- _WHAT IS REQUIRED_: In the entries below, identify every line with the string "antenna" and copy it.

START SOURCE RECORDS

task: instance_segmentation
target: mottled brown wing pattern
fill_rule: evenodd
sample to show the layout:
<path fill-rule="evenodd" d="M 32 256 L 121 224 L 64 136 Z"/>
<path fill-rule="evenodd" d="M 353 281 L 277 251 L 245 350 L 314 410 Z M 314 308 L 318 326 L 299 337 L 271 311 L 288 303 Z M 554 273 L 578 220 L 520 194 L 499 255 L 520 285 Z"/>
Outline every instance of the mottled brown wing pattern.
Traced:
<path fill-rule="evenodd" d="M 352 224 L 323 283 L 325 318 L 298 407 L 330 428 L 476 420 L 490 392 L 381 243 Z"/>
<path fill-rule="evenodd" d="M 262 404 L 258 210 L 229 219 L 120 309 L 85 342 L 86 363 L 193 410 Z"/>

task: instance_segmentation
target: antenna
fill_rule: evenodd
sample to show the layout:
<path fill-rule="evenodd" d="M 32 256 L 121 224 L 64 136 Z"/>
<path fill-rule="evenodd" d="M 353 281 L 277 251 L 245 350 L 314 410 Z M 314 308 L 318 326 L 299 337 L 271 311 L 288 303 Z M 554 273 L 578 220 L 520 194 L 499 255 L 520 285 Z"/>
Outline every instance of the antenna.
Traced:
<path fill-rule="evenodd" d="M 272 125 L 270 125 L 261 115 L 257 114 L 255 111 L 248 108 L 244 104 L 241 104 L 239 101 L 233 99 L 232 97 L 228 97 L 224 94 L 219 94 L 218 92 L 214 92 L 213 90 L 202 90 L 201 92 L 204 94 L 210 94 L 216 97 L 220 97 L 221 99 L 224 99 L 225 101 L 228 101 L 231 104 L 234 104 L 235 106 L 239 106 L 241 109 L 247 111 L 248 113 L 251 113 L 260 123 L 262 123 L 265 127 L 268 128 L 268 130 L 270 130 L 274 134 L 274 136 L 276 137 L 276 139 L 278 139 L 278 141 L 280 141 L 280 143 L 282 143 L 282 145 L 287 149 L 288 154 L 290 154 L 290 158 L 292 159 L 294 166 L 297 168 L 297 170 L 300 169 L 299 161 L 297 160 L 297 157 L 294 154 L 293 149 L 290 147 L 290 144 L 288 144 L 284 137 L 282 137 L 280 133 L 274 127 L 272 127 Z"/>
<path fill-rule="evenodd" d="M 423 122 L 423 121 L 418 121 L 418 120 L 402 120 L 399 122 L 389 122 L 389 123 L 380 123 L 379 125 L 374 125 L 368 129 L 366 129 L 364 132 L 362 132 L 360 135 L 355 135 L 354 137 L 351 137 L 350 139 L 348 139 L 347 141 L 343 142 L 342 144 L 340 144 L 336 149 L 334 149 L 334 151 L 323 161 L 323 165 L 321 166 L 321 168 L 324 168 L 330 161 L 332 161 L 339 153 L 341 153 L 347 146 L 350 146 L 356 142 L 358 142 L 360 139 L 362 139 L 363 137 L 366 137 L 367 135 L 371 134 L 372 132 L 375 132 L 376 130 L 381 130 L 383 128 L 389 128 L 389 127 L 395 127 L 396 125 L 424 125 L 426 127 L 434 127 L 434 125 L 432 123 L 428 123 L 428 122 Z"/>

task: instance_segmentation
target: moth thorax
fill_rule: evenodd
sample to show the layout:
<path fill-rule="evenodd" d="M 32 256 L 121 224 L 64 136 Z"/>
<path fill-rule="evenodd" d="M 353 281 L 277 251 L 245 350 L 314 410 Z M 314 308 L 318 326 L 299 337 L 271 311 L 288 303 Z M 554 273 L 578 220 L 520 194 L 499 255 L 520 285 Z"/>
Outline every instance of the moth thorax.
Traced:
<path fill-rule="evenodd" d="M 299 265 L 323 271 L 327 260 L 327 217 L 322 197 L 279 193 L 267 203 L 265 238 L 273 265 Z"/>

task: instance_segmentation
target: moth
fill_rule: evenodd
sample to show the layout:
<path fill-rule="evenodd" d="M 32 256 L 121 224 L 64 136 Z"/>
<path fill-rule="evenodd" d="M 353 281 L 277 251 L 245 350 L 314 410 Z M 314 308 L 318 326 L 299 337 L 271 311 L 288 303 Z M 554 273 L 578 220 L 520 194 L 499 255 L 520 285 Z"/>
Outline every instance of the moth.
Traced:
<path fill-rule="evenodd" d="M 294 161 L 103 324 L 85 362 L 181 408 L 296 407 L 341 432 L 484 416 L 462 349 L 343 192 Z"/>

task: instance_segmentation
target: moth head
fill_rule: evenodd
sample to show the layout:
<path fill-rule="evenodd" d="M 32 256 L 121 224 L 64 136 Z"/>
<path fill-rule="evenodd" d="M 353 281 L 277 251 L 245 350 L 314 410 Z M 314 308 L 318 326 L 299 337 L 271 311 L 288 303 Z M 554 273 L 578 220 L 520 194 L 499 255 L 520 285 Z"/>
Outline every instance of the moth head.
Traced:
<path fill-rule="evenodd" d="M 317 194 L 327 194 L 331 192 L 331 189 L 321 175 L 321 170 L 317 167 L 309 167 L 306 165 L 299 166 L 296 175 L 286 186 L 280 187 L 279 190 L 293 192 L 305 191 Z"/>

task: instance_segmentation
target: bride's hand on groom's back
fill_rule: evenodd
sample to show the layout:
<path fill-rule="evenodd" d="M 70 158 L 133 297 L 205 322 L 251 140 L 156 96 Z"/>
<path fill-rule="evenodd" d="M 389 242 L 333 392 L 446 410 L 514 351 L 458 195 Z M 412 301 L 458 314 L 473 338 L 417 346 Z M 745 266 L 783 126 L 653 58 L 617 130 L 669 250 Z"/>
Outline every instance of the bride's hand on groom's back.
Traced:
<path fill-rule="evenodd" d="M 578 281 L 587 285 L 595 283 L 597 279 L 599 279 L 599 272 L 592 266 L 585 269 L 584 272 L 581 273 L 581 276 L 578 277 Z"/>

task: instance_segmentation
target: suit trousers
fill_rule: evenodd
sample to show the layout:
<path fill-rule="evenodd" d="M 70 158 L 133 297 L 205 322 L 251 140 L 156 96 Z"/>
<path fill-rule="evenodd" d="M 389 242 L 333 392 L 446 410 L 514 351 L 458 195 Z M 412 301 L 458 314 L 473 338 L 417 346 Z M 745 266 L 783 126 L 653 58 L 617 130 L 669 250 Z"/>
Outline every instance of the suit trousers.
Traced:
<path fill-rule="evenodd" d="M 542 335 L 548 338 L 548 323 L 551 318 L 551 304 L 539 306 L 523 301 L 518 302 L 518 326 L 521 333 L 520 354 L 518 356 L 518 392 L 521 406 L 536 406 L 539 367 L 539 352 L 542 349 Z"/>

END SOURCE RECORDS

- _SOLUTION FOR THIS EXERCISE_:
target: antenna
Outline every instance of the antenna.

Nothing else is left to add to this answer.